[Lines of data]
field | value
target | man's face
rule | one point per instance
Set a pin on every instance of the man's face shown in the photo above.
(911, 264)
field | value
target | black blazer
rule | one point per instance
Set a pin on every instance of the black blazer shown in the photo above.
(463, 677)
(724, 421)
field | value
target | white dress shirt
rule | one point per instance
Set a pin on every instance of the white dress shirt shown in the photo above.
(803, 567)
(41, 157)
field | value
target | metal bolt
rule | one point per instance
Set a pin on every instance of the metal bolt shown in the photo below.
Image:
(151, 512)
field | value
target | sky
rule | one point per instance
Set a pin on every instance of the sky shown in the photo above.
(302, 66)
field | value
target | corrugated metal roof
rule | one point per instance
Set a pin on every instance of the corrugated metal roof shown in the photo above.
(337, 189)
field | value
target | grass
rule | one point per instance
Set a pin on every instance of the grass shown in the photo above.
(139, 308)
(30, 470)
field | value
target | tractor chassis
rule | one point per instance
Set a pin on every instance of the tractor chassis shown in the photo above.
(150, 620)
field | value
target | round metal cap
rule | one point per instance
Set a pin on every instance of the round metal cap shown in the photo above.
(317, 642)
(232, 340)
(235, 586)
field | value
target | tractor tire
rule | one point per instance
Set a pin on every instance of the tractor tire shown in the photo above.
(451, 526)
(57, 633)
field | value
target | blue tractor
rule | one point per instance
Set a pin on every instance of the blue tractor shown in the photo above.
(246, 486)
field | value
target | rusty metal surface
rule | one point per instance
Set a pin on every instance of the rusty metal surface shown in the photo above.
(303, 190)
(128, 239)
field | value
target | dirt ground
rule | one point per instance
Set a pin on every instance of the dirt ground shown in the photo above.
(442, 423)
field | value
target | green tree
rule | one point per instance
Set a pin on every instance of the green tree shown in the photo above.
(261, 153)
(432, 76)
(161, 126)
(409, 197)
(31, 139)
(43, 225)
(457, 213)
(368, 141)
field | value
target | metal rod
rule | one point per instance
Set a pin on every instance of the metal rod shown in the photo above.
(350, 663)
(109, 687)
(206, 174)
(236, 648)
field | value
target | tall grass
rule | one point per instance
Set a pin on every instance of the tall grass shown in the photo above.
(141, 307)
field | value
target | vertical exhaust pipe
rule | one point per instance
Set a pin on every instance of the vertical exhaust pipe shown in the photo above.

* Task: Output each entry precisely as given.

* Output below:
field | value
target | man's face
rule | one point per instance
Set a pin on every instance of the man's face shown in the photo above.
(911, 264)
field | value
target | black blazer
rule | one point per instance
Set a pin on every instance of the black blazer shown in the photo above.
(463, 677)
(724, 421)
field | value
target | white dress shirt
rule | one point per instance
Set a pin on every instance of the white dress shirt shown in the photo above.
(803, 567)
(41, 157)
field | value
target | metal bolt
rule | one point per instance
Set a pin on every instance of the metal bolt shown in the photo below.
Image:
(151, 512)
field | value
target | sky
rule | one point per instance
Set a pin on every instance of the sky shown in the photo above.
(302, 66)
field | value
target | corrugated metal roof
rule | one point per instance
Set a pin on every instance of the corrugated metal roof shown in the photo above.
(337, 189)
field | value
target | grass
rule | one point per instance
Set a pin on every instance of the grass shown in the photo above.
(139, 308)
(30, 470)
field | value
target | tractor chassis
rule | one point per instance
Set a pin on every instance of the tractor chassis shown in the photo above.
(150, 620)
field | value
target | round metal cap
rule | one point per instance
Set a pin on every instance of the round metal cap shown in the photo above.
(317, 642)
(232, 340)
(235, 586)
field | value
target | tractor tire
rule | one point per instance
Set a pin on every instance of the tractor tire shown in the photo above.
(451, 526)
(57, 633)
field | value
target | blue tractor
rule | one point per instance
Set a pin on every instance of the blue tractor shown in the photo above.
(246, 486)
field | value
target | rusty metal surface
rule | one point per instance
Set a pin on every instance of the rusty metal surface shown in the photo above.
(303, 190)
(128, 239)
field | value
target | dirt ground
rule | one point per instance
Set a pin on every instance of the dirt ground shown in the photo above.
(442, 423)
field | value
target | green tree
rule | one point per instance
Set a pin on every instance of the green tree shown in the photo above.
(261, 153)
(432, 76)
(161, 126)
(409, 197)
(31, 139)
(43, 225)
(457, 213)
(368, 141)
field | value
target | metal rod
rule | one point per instance
Set a pin on every instance of the metal rod shown in the photo above.
(350, 663)
(109, 687)
(206, 174)
(236, 648)
field | value
target | tall grass
rule | one point per instance
Set a pin on every instance of the tall grass shown in the photo above.
(141, 307)
field | value
target | vertical exhaust pipe
rule | one point per instance
Set a pin on every instance of the vertical exhaust pipe shown in the photo above.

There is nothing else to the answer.